_Your goal_
Every line from the line containing "Round one — Name the bounding box that frames the grassy" through the final line below is to be repeated exactly; no other line is.

_Recorded data_
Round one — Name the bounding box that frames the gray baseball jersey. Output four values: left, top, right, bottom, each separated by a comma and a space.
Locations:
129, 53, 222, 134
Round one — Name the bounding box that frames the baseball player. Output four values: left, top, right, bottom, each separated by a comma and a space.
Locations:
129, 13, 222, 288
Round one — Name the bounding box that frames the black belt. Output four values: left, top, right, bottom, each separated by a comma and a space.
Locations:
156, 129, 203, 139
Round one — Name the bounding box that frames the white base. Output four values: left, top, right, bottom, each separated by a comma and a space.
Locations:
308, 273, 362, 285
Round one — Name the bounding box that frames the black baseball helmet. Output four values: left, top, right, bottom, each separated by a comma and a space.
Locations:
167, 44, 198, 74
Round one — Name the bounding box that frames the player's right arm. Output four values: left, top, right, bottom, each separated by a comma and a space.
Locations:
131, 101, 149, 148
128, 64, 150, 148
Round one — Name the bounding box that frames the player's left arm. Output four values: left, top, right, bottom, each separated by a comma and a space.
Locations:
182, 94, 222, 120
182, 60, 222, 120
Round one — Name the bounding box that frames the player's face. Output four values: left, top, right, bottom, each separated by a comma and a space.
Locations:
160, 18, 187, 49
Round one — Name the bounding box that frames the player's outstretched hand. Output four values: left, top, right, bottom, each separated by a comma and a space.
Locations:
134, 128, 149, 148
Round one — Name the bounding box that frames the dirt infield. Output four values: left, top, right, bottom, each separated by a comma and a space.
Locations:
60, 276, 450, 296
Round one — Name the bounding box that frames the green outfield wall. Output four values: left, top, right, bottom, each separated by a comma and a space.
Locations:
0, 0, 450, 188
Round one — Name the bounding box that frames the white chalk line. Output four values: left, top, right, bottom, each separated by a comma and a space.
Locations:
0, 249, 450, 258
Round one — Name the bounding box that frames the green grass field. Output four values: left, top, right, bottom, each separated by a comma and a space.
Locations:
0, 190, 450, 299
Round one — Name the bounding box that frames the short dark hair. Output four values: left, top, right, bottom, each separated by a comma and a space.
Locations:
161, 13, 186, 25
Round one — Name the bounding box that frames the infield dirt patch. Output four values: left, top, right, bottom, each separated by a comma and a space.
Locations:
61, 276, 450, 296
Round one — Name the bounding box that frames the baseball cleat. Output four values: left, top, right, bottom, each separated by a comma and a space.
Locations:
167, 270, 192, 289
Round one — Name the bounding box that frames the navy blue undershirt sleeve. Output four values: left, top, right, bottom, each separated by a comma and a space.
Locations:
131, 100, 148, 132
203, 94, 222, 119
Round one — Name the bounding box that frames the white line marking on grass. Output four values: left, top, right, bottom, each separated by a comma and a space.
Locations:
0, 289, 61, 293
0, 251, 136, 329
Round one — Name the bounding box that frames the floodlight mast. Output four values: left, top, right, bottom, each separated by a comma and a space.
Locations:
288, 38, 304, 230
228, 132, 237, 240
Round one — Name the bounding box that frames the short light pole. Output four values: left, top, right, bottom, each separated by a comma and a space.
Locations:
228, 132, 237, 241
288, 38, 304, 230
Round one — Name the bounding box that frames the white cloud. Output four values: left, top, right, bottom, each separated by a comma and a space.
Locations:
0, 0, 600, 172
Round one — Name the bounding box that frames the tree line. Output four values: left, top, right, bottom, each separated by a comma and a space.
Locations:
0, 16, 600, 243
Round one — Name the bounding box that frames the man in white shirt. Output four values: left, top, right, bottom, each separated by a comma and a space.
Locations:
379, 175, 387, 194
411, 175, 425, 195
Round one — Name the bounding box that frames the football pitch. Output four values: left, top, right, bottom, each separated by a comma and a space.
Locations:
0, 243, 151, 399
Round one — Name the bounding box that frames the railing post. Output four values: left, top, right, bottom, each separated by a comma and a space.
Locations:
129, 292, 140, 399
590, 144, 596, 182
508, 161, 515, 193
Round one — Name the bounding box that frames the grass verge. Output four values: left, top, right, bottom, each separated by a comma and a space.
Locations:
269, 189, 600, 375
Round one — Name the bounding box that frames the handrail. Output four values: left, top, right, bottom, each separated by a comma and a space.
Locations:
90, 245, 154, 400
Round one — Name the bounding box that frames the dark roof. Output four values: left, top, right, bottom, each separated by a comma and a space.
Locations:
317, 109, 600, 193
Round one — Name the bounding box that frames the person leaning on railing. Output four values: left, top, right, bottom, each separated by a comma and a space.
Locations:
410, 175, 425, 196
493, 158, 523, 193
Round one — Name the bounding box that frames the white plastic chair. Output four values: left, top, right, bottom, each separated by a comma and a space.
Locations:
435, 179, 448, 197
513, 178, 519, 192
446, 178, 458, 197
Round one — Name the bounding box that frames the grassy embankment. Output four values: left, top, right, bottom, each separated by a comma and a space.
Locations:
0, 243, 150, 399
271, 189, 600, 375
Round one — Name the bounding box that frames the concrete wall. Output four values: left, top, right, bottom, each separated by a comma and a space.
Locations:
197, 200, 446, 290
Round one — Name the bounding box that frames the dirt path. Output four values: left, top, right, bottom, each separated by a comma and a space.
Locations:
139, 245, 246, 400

_Final answer_
Round one — Name the bounding box that frames the grassy embankment. Output four values: left, top, right, bottom, each separated by a comma and a space.
Locations:
0, 243, 150, 399
271, 189, 600, 375
Round one — Name the bounding box that frames the concrete wall. Output four values: left, top, right, bottom, each separated by a comma and a space.
Locations:
197, 200, 446, 290
Round one — Name the bounding box that frames the dirt path. Output four values: left, top, right, bottom, each separated by a comma and a space.
Locations:
139, 245, 246, 400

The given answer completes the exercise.